* Data to use:

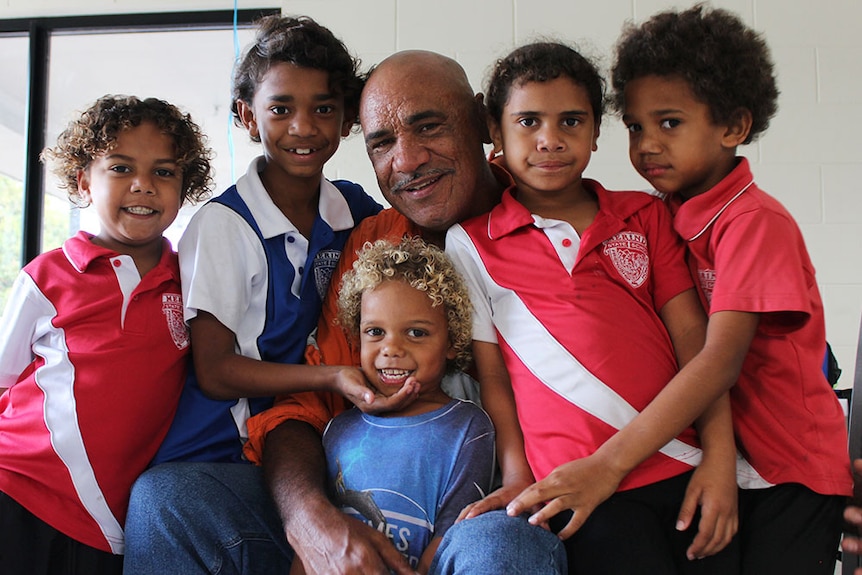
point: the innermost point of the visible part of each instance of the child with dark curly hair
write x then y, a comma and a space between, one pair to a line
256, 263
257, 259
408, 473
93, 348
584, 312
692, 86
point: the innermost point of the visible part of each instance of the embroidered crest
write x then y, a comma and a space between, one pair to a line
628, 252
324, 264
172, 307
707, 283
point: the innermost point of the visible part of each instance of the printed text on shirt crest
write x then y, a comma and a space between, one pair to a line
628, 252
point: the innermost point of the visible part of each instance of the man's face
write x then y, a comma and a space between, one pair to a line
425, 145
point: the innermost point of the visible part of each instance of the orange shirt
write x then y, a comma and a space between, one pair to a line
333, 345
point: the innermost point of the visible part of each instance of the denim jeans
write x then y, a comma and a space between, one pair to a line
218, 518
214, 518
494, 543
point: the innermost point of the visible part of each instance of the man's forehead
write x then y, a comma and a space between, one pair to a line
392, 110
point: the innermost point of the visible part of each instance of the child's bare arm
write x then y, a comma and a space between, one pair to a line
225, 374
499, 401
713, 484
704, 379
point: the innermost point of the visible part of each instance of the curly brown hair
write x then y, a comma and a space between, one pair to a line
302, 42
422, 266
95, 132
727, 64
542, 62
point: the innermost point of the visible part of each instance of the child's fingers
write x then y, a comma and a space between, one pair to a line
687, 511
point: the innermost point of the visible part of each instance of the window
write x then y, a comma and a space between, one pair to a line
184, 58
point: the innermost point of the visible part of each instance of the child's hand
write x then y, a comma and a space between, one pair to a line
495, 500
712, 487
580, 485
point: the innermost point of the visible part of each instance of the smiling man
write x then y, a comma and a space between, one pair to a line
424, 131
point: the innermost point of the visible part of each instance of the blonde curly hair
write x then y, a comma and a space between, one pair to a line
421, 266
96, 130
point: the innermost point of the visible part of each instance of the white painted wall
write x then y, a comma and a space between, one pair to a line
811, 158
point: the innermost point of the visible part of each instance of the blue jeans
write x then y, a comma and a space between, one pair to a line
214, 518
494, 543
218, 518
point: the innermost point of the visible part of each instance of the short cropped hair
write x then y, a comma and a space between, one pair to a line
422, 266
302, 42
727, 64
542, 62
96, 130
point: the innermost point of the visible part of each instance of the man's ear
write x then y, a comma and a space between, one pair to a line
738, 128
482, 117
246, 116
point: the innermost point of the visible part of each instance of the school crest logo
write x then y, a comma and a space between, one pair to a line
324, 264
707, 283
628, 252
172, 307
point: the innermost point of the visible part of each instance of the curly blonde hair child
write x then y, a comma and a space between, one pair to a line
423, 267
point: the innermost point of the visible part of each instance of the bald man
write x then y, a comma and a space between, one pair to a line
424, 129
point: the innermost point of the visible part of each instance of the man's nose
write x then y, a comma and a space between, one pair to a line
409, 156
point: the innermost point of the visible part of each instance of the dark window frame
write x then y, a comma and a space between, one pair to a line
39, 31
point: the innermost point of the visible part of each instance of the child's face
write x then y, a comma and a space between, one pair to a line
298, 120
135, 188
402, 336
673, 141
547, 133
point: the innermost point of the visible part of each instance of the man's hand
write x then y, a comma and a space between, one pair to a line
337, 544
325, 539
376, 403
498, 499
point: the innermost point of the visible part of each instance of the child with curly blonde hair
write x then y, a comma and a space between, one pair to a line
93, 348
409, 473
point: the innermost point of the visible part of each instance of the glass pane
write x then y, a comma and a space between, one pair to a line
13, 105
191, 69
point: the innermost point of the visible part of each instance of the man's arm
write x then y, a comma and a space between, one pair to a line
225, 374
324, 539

* Task item:
Go through the listing above and pull out each line containing the word "hand".

* Task output:
point: the innermost point of the visible part of each instance of the child's hand
point: the innermost point of the visible part of each instance of the man's hand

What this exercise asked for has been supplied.